PROBLEM TO SOLVE: Arrange every line of the records below as a numbered list, skipping any blank lines and leaving the pictures out.

RECORDS FOR THIS EXERCISE:
::::::
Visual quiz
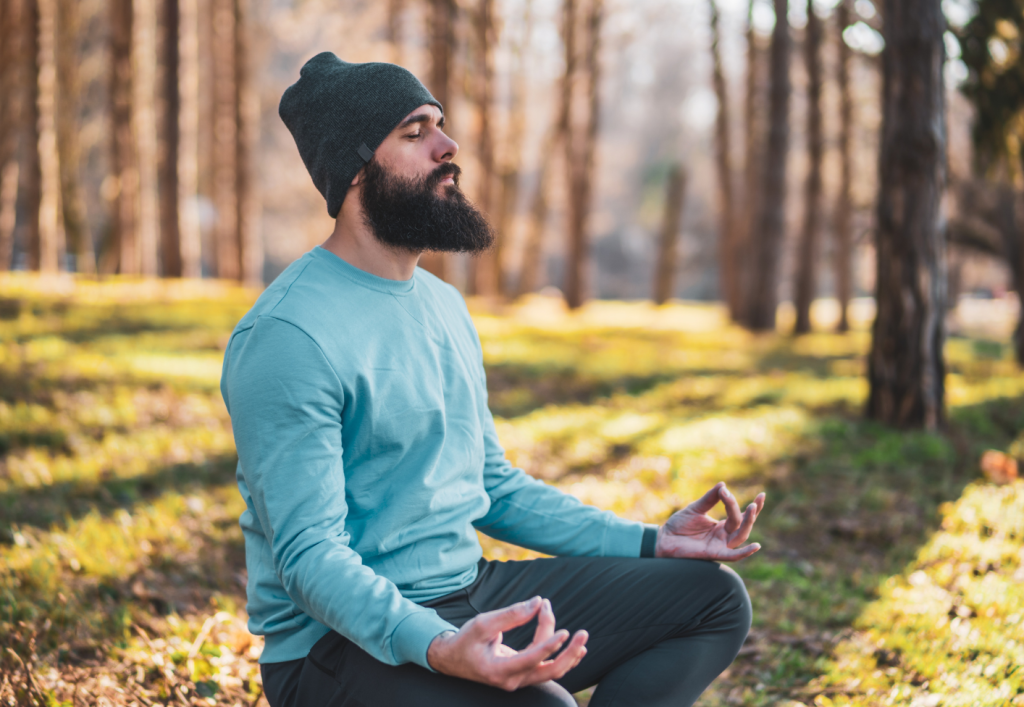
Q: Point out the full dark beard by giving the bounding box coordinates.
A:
[360,160,495,253]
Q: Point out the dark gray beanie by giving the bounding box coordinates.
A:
[278,51,444,218]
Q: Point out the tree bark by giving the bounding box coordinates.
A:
[708,0,738,311]
[420,0,457,281]
[108,0,139,275]
[741,0,766,326]
[178,0,203,278]
[132,0,160,278]
[159,0,181,278]
[867,0,946,429]
[564,0,604,309]
[234,0,263,287]
[466,0,502,296]
[495,0,534,297]
[795,0,824,334]
[387,0,406,66]
[213,0,242,280]
[22,0,43,271]
[836,0,853,332]
[56,0,96,275]
[749,0,791,331]
[654,164,686,304]
[516,123,562,297]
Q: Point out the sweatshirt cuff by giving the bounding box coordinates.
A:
[391,609,459,672]
[640,524,657,557]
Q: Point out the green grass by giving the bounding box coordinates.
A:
[0,276,1024,707]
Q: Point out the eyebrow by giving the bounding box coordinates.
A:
[398,113,444,130]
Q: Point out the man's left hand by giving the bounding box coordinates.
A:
[654,482,765,563]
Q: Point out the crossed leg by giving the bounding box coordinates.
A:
[265,557,751,707]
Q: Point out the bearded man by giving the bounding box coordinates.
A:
[221,53,764,707]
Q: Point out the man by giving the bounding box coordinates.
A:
[221,53,764,707]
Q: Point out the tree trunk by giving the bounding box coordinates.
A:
[23,0,43,271]
[867,0,946,429]
[0,0,26,271]
[704,0,738,311]
[466,0,502,296]
[836,0,853,332]
[178,0,203,278]
[654,164,686,304]
[565,0,604,309]
[108,0,139,275]
[159,0,181,278]
[132,0,160,278]
[795,0,824,334]
[516,124,562,297]
[749,0,791,331]
[56,0,96,275]
[420,0,456,281]
[213,0,242,280]
[494,0,534,297]
[741,0,765,325]
[234,0,263,287]
[387,0,403,64]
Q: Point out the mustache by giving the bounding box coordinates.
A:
[423,162,462,190]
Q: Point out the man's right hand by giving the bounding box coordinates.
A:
[427,596,587,692]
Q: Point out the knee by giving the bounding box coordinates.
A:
[719,565,754,638]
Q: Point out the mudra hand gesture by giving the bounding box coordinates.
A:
[654,482,765,563]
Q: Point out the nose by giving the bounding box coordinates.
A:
[434,131,459,162]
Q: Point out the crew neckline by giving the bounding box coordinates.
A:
[309,246,416,295]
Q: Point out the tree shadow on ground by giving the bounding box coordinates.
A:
[701,397,1024,705]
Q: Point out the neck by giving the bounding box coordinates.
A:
[322,189,420,280]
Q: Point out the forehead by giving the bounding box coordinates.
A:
[395,103,444,129]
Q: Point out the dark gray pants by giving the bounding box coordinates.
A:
[262,557,751,707]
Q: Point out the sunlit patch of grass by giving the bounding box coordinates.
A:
[0,282,1024,707]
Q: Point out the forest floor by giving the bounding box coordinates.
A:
[0,276,1024,707]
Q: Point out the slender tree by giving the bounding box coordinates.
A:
[516,122,562,297]
[867,0,946,429]
[741,0,766,325]
[836,0,853,332]
[22,0,43,271]
[56,0,96,275]
[387,0,406,66]
[178,0,202,278]
[795,0,824,334]
[466,0,502,295]
[159,0,181,278]
[708,0,738,313]
[0,0,26,271]
[108,0,139,274]
[564,0,604,309]
[494,0,534,297]
[212,0,242,280]
[234,0,263,287]
[748,0,791,331]
[132,0,160,277]
[654,164,686,304]
[32,0,65,273]
[420,0,457,280]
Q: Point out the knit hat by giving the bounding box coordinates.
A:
[278,51,444,218]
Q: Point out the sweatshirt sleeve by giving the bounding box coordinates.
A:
[466,314,654,557]
[222,316,457,669]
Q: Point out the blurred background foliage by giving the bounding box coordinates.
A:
[0,274,1024,705]
[0,0,1024,707]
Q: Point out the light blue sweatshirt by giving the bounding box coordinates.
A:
[220,248,644,669]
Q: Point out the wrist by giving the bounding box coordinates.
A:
[640,526,662,557]
[427,631,455,672]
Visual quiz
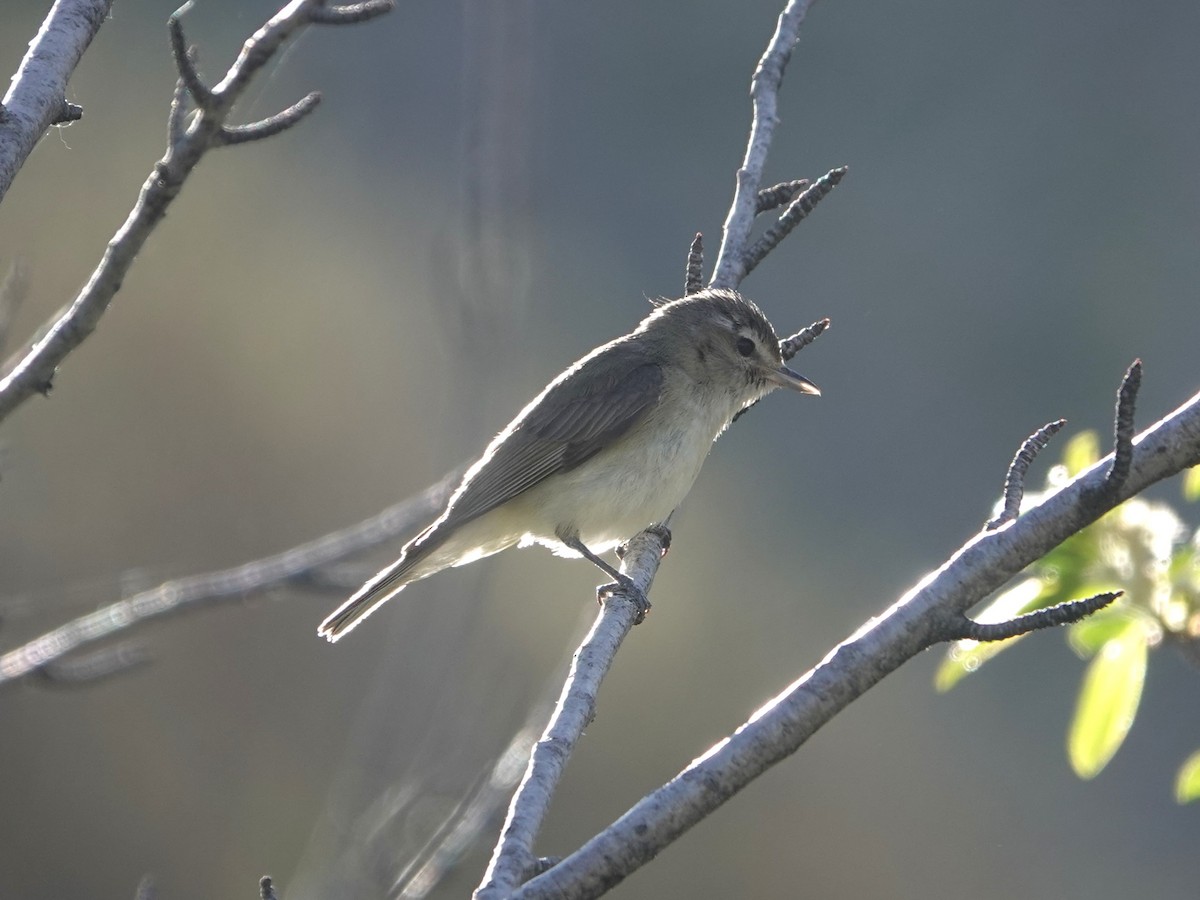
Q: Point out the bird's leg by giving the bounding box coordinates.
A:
[558,534,650,625]
[616,522,671,559]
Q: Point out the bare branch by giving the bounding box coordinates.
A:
[167,70,192,148]
[1104,359,1141,491]
[167,0,217,109]
[755,178,809,216]
[308,0,396,25]
[511,381,1200,900]
[946,590,1124,643]
[0,469,462,688]
[710,0,812,288]
[217,91,320,145]
[742,166,850,277]
[984,419,1067,532]
[683,232,704,296]
[0,0,388,421]
[0,0,113,200]
[37,641,150,688]
[474,530,666,900]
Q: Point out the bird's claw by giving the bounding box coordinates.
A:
[596,572,650,625]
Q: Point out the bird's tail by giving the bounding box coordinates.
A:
[317,541,430,643]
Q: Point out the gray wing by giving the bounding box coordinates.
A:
[421,347,662,542]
::::::
ANSWER IN FULL:
1. Visual quiz
2. Q: Point out the full dark beard by giving the bounding box coordinates.
3. A:
4. [360,160,495,253]
5. Q: Point out the dark gray beanie by giving the bounding box coordinates.
6. A:
7. [278,51,444,218]
8. Q: Point out the tree bark by giving the bounding box coordinates.
9. A:
10. [708,0,738,311]
11. [420,0,457,281]
12. [108,0,139,275]
13. [741,0,766,326]
14. [178,0,203,278]
15. [132,0,160,278]
16. [159,0,181,278]
17. [867,0,946,429]
18. [564,0,604,309]
19. [234,0,263,287]
20. [466,0,502,296]
21. [495,0,534,297]
22. [795,0,824,334]
23. [387,0,406,66]
24. [213,0,242,280]
25. [22,0,43,271]
26. [836,0,853,332]
27. [56,0,96,275]
28. [749,0,791,331]
29. [654,164,686,304]
30. [516,123,562,297]
31. Q: Point out the sweatshirt cuff by giving the bounding box coordinates.
32. A:
33. [391,609,459,672]
34. [640,524,657,557]
35. Q: Point out the green grass by giving the bounding box coordinates.
36. A:
37. [0,276,1024,707]
38. Q: Point out the eyebrow by giving the bounding box coordinates.
39. A:
40. [398,113,444,130]
41. Q: Point out the man's left hand by giving the bounding box coordinates.
42. A:
43. [654,482,765,563]
44. Q: Point out the crossed leg by giving the bounding box coordinates.
45. A:
46. [265,557,751,707]
47. Q: Point out the bearded man by giving the bounding box coordinates.
48. A:
49. [221,53,764,707]
50. Q: Point out the man by giving the bounding box coordinates.
51. A:
52. [221,53,764,707]
53. Q: Point out the tree trunk by giving the bounding box coordinates.
54. A:
55. [23,0,43,271]
56. [867,0,946,429]
57. [0,0,26,271]
58. [704,0,738,311]
59. [466,0,502,296]
60. [836,0,853,332]
61. [178,0,203,278]
62. [654,164,686,304]
63. [565,0,604,309]
64. [108,0,139,275]
65. [159,0,181,278]
66. [132,0,160,278]
67. [795,0,824,334]
68. [516,124,562,297]
69. [749,0,791,331]
70. [56,0,96,275]
71. [420,0,456,281]
72. [213,0,242,280]
73. [494,0,534,297]
74. [741,0,765,325]
75. [234,0,263,287]
76. [387,0,403,64]
77. Q: Point out the mustache by giving the bounding box coordinates.
78. A:
79. [423,162,462,190]
80. Q: Point out the man's right hand by giving the bounding box coordinates.
81. A:
82. [427,596,587,692]
83. Q: Point out the knee by giving the bounding box coordinates.
84. A:
85. [719,565,754,638]
86. Q: Point out the mudra hand gesture by giving the bounding box coordinates.
87. A:
88. [654,482,765,563]
89. Q: Point out the nose by giving the bounding box coordinates.
90. A:
91. [434,131,459,162]
92. Q: Point out the crew neckline by giving the bounding box coordinates.
93. A:
94. [309,246,416,295]
95. Q: Point out the tree shadow on ground by giving the bounding box coordinates.
96. A:
97. [701,397,1024,705]
98. Q: Point out the neck by giving the bounding box coordinates.
99. A:
100. [322,189,420,280]
101. Q: Point out the forehead by giving the bounding box coordinates.
102. A:
103. [395,103,444,129]
104. Q: Point out the dark gray pants by giving the bounding box coordinates.
105. A:
106. [262,557,751,707]
107. Q: Point out the sunlit patch of grass by giving the bounding box coordinates.
108. A:
109. [0,282,1024,707]
110. Q: Point out the forest floor by giving the bounding box coordinates.
111. A:
112. [0,276,1024,707]
113. Q: Point out the slender tree by giving the bounding box coordinates.
114. A:
115. [516,122,562,297]
116. [867,0,946,429]
117. [741,0,766,325]
118. [836,0,853,332]
119. [22,0,43,271]
120. [56,0,96,275]
121. [387,0,406,66]
122. [178,0,202,278]
123. [795,0,824,334]
124. [466,0,502,295]
125. [159,0,181,278]
126. [708,0,738,313]
127. [0,0,26,271]
128. [108,0,139,274]
129. [564,0,604,309]
130. [494,0,534,297]
131. [212,0,242,280]
132. [234,0,263,287]
133. [748,0,791,331]
134. [132,0,160,277]
135. [654,164,686,304]
136. [32,0,65,273]
137. [420,0,457,280]
138. Q: Point out the knit hat by giving the bounding box coordinates.
139. A:
140. [278,51,444,218]
141. Q: Point out the sweatshirt sleeve by giving the bounding box coordinates.
142. A:
143. [466,314,654,557]
144. [222,316,457,669]
145. Q: Point out the blurred background foliage by giving the bounding box coordinates.
146. A:
147. [0,274,1024,705]
148. [0,0,1024,707]
149. Q: Point out the light blue sweatshirt by giving the bounding box coordinates.
150. A:
151. [220,248,644,669]
152. Q: Point out the wrist by giving the bounding box coordinates.
153. A:
154. [640,526,662,557]
155. [427,631,455,672]
156. Visual quiz
157. Q: Point out the bird's leg by giving the bounding box coordinates.
158. A:
159. [558,534,650,625]
160. [616,522,671,559]
161. Q: Point out the bare branch by giving the bounding box coordinates.
162. A:
163. [167,70,192,148]
164. [1104,359,1141,491]
165. [167,0,217,109]
166. [755,178,809,216]
167. [308,0,396,25]
168. [511,381,1200,900]
169. [946,590,1124,643]
170. [0,469,462,688]
171. [710,0,812,288]
172. [217,91,320,145]
173. [742,166,850,277]
174. [984,419,1067,532]
175. [683,232,704,296]
176. [0,0,388,421]
177. [0,0,113,200]
178. [37,641,150,688]
179. [474,530,666,900]
180. Q: Point out the bird's claw by giving the bounding box coordinates.
181. A:
182. [596,572,650,625]
183. Q: Point out the bird's tail by giving the bounding box coordinates.
184. A:
185. [317,541,430,643]
186. Q: Point out the gray wing by giving the bounding box coordinates.
187. A:
188. [421,347,662,542]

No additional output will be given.